▶ [What is needed]: Report each line of the entries that includes "handle" by copying it.

(Dataset entries)
....

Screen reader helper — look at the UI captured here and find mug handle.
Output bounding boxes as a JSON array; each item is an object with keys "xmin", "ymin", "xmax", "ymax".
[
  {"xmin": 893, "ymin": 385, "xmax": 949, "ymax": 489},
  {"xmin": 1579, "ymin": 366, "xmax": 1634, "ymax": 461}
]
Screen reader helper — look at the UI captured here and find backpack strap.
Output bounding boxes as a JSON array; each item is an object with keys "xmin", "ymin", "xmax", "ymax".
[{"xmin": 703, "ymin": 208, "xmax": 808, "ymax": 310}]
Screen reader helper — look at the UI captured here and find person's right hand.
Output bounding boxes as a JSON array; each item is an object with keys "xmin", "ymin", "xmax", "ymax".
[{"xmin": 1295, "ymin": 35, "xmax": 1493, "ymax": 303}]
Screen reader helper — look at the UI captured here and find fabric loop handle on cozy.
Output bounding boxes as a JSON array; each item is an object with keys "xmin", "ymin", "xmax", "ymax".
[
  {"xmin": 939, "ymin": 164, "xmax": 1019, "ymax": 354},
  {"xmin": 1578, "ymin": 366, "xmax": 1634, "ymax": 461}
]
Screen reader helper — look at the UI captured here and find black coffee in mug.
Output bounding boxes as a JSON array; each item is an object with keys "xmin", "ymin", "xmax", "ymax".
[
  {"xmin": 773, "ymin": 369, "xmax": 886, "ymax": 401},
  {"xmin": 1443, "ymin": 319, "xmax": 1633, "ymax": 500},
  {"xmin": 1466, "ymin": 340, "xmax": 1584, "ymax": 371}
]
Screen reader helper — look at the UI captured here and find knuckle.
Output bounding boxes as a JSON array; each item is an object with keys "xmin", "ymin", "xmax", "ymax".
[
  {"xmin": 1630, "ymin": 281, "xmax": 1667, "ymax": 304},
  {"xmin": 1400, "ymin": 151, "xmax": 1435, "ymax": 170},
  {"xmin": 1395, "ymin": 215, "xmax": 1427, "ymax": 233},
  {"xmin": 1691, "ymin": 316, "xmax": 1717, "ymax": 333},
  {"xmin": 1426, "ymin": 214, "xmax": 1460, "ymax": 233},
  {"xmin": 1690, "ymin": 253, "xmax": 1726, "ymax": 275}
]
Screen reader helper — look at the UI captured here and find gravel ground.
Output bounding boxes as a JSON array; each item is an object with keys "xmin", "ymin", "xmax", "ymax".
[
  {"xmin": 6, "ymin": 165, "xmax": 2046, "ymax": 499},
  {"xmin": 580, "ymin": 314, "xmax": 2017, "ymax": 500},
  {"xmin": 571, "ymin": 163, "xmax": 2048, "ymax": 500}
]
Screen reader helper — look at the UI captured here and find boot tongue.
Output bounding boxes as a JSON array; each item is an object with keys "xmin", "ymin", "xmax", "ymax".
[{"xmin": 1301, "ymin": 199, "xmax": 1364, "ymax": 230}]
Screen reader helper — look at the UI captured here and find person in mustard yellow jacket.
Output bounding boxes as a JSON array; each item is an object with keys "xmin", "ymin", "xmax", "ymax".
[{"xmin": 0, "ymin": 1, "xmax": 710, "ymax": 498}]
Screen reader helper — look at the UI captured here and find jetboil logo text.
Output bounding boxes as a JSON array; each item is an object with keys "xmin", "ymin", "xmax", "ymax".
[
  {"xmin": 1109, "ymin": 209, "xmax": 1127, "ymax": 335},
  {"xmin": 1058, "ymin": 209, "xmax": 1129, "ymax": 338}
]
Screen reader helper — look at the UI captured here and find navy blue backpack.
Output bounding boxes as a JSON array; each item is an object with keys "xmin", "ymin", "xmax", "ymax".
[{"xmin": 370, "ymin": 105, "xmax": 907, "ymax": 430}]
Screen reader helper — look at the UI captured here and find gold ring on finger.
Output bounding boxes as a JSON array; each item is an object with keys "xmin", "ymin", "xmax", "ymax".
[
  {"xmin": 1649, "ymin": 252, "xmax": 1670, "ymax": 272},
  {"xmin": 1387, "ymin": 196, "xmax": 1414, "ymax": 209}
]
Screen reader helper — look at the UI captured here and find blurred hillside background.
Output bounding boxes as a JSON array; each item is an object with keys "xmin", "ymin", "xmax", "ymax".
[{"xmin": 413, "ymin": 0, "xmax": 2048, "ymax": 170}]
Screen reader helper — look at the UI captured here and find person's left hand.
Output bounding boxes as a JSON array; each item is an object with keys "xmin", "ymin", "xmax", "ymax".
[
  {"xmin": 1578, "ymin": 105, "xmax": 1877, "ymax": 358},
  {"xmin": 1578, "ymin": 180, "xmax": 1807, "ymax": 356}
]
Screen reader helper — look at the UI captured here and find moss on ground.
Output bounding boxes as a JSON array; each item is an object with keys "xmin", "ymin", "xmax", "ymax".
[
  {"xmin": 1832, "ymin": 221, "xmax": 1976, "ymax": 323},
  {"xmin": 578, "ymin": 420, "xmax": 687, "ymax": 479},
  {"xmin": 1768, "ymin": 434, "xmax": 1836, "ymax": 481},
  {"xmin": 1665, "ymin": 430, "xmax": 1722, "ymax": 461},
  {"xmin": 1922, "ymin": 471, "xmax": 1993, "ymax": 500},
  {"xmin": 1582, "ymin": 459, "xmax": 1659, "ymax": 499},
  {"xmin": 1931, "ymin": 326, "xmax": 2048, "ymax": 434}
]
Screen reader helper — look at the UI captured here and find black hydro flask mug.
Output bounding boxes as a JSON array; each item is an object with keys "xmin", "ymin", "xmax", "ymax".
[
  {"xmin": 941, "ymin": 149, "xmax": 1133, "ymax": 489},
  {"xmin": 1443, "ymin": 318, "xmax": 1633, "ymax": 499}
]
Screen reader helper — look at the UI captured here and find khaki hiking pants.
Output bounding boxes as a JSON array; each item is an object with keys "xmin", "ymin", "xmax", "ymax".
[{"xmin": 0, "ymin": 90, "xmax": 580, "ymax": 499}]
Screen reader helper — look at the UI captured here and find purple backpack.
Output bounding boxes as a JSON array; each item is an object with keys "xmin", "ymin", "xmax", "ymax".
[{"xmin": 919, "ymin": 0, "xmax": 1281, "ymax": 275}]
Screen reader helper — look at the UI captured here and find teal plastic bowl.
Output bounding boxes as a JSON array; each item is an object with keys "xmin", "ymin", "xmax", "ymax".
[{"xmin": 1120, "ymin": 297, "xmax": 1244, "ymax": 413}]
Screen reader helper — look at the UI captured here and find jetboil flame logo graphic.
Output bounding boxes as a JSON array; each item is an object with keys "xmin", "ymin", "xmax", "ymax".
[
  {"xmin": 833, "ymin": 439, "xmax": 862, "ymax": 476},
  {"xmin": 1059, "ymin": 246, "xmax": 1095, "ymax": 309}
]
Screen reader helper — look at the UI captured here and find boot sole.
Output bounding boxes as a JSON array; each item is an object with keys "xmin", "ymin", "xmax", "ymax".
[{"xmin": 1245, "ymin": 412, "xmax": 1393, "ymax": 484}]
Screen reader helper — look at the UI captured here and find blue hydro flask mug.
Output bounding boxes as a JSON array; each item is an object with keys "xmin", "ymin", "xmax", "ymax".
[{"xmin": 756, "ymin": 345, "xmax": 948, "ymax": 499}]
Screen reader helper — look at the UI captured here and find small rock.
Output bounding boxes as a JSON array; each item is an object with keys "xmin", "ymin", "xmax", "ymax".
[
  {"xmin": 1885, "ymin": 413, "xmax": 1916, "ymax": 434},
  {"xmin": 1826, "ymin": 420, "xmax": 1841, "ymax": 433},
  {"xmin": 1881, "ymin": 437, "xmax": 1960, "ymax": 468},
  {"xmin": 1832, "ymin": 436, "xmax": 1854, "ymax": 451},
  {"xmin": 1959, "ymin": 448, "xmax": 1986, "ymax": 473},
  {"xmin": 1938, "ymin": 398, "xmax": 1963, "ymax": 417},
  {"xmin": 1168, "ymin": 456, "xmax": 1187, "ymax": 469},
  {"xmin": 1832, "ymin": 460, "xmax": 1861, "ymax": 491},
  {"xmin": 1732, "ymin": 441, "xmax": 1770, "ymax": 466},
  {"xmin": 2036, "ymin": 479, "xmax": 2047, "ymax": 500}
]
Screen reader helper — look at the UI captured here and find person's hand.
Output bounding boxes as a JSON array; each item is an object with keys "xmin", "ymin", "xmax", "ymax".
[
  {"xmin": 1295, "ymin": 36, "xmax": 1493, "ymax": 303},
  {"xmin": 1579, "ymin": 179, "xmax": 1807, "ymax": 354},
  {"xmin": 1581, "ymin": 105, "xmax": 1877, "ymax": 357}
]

....

▶ [Output for this task]:
Screen reader helper — look at the UI captured here and find mug handle.
Screen reader helper — look at the UI captured here and find fabric loop handle on cozy.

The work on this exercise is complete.